-- start --

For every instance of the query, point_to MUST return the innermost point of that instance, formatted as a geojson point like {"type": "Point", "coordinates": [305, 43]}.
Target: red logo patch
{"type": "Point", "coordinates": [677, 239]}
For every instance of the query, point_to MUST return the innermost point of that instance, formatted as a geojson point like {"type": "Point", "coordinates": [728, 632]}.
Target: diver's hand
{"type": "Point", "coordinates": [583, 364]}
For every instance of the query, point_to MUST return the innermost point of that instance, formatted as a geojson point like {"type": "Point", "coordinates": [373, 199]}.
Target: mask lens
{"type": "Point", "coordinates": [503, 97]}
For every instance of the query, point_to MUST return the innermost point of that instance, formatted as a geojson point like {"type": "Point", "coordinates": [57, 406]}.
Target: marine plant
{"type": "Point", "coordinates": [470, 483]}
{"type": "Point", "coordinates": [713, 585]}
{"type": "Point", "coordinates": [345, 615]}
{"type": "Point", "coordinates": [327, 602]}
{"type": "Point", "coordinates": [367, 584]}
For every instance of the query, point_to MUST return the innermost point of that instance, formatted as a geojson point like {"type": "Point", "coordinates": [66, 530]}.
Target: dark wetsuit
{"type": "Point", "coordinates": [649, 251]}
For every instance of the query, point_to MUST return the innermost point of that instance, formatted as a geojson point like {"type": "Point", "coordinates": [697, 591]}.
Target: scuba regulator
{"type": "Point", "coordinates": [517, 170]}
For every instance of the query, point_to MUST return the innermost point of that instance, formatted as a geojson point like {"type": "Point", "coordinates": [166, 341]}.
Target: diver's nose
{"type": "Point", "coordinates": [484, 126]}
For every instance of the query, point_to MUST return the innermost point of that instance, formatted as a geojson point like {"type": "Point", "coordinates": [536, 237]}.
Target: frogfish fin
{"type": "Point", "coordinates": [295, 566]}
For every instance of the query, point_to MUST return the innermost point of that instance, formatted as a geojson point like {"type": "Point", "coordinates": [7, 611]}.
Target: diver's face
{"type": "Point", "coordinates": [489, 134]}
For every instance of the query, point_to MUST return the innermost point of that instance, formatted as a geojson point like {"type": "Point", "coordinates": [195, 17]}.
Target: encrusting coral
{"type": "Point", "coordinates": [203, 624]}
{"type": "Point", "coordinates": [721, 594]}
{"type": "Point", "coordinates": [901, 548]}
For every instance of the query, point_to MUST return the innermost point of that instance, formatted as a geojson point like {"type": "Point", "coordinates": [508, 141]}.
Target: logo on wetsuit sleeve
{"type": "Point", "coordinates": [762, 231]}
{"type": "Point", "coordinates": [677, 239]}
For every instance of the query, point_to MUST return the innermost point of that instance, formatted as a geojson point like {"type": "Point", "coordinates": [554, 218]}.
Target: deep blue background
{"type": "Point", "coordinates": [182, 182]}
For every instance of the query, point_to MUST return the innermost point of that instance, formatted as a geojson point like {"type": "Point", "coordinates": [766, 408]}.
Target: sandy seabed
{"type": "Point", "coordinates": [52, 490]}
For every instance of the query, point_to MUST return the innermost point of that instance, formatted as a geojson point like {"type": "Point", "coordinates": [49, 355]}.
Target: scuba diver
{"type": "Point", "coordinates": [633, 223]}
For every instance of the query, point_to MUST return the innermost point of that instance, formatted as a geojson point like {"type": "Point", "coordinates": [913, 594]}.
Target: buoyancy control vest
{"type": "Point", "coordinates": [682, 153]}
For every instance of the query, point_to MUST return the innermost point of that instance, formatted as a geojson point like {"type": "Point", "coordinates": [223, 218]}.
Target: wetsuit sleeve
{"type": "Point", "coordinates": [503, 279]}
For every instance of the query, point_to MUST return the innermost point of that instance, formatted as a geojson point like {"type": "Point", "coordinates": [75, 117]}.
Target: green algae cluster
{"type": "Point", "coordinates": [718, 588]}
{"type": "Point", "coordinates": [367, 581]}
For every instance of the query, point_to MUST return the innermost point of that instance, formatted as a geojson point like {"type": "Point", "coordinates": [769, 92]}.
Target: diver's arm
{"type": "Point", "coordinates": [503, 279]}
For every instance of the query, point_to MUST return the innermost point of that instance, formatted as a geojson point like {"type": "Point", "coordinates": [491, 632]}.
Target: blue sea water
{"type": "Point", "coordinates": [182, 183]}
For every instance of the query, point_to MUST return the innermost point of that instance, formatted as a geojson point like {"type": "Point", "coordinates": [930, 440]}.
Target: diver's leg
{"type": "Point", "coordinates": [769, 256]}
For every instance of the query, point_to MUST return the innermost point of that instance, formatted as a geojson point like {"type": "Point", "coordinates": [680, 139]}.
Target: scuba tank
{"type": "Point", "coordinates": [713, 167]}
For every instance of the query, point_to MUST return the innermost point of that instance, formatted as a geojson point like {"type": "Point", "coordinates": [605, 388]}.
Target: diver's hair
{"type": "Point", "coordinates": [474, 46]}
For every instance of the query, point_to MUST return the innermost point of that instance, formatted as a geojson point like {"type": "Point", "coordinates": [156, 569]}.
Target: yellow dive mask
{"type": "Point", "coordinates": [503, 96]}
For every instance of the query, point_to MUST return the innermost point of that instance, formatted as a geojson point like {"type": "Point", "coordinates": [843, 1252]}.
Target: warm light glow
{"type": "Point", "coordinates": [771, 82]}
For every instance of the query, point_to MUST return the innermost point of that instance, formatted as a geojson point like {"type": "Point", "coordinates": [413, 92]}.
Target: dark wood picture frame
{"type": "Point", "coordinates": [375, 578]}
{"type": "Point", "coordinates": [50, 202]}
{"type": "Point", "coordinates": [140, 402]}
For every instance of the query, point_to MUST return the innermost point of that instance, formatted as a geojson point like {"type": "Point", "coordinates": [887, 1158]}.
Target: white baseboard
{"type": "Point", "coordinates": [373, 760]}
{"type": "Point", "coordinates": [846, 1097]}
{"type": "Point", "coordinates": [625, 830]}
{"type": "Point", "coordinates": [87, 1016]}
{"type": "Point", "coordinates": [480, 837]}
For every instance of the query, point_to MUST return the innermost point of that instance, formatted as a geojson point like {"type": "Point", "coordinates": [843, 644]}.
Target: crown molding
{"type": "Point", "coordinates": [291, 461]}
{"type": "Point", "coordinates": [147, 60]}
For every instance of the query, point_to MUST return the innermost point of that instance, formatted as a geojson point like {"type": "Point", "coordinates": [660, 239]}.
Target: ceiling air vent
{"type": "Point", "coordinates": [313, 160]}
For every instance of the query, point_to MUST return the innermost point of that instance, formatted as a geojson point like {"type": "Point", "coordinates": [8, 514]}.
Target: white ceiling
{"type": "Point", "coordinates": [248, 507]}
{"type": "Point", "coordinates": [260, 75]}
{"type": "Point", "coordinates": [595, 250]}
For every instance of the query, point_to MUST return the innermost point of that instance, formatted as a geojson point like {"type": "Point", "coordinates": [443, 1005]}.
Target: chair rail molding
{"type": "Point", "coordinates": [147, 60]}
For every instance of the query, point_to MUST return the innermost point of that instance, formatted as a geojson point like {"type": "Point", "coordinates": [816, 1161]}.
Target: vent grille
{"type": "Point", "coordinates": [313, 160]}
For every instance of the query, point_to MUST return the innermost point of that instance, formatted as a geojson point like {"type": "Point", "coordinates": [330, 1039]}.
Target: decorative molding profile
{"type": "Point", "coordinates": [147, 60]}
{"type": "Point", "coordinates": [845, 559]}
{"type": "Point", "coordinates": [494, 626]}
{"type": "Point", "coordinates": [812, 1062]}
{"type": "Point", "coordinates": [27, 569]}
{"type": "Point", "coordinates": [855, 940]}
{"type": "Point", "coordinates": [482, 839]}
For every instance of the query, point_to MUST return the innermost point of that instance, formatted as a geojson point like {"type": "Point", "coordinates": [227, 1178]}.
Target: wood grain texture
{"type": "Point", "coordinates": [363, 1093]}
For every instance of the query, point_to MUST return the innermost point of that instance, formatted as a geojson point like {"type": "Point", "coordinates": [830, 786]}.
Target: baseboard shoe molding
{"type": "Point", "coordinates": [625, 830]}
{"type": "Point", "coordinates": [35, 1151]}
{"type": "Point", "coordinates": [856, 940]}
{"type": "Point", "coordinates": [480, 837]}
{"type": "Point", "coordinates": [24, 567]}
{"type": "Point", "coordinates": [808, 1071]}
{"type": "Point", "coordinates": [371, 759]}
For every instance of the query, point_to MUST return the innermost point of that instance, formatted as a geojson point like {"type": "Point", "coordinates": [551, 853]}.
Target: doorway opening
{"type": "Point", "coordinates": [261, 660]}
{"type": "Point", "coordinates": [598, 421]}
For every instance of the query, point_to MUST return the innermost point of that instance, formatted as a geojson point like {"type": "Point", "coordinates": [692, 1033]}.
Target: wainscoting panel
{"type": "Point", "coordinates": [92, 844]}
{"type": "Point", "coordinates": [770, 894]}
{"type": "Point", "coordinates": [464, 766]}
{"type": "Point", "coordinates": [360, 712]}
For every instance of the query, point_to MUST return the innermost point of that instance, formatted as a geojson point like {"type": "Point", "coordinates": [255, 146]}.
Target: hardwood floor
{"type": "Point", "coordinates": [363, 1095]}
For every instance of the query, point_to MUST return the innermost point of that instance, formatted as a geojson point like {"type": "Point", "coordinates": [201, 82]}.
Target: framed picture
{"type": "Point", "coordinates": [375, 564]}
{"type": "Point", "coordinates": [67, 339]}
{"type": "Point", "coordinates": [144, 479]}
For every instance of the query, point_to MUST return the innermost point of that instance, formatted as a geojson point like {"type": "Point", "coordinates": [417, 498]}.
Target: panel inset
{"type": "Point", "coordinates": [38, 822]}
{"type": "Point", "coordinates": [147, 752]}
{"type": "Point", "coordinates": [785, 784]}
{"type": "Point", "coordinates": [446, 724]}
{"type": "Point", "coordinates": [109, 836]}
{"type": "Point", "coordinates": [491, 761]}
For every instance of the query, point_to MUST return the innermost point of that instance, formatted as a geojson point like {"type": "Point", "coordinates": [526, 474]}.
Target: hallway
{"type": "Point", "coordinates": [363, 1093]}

-- end --

[SHORT TASK]
Copy out every line in the items above that contains the string "panel". Only case-sensitive matches count.

[FINAL RESULT]
Target: wainscoting panel
Target: panel inset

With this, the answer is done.